• **What is expected**
Transcribe only the part of the listing below that begins at the line containing "of the bridge" and runs to its final line, keeping both ends.

• **Source information**
******
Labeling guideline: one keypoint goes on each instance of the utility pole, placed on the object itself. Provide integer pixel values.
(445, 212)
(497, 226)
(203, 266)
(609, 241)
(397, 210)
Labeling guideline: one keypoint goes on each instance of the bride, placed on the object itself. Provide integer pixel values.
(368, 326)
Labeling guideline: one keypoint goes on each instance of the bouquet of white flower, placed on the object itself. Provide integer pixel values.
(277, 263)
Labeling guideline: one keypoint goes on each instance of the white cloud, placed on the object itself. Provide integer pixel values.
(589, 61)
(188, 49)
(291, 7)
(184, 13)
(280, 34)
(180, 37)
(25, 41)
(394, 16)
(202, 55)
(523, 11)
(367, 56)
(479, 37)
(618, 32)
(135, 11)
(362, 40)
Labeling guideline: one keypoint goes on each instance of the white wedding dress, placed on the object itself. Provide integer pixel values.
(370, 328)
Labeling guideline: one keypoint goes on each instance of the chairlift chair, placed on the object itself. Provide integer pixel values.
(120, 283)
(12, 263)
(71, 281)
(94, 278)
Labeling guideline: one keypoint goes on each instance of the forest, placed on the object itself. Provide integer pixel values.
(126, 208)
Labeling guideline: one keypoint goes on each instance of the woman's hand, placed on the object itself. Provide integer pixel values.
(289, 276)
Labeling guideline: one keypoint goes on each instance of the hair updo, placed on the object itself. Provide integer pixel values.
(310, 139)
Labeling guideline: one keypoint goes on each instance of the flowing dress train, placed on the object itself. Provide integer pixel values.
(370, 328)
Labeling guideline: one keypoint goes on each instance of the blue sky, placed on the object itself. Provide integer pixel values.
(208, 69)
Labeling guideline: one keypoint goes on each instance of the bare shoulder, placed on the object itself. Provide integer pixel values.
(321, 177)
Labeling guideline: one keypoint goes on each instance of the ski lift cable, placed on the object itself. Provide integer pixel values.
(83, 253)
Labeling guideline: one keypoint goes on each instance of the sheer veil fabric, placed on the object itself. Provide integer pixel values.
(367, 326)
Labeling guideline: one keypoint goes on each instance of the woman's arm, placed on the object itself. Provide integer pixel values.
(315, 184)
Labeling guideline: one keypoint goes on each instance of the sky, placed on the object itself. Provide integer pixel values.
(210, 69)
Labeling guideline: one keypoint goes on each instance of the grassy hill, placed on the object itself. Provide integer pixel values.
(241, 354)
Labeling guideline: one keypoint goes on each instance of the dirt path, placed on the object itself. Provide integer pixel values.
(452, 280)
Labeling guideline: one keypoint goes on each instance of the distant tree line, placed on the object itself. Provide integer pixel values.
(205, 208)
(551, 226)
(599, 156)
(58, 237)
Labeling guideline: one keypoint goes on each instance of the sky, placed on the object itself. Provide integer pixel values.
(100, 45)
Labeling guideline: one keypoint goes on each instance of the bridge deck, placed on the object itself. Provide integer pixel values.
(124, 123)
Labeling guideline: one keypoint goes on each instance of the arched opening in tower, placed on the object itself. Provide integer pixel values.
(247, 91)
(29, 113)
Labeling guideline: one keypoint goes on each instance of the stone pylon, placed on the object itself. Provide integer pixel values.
******
• **Answer to this exercise**
Labeling guideline: one keypoint goes on each instance of the bridge deck, placed on the object itself. Provide integer pixel values.
(124, 123)
Labeling guideline: one keypoint goes on each instance of the arched opening in tower, placed on the object itself. Provide integer pixel values.
(247, 91)
(29, 113)
Labeling guideline: one keypoint goes on each instance of the stone pylon, placed on the object itself. Provide integer pixel values.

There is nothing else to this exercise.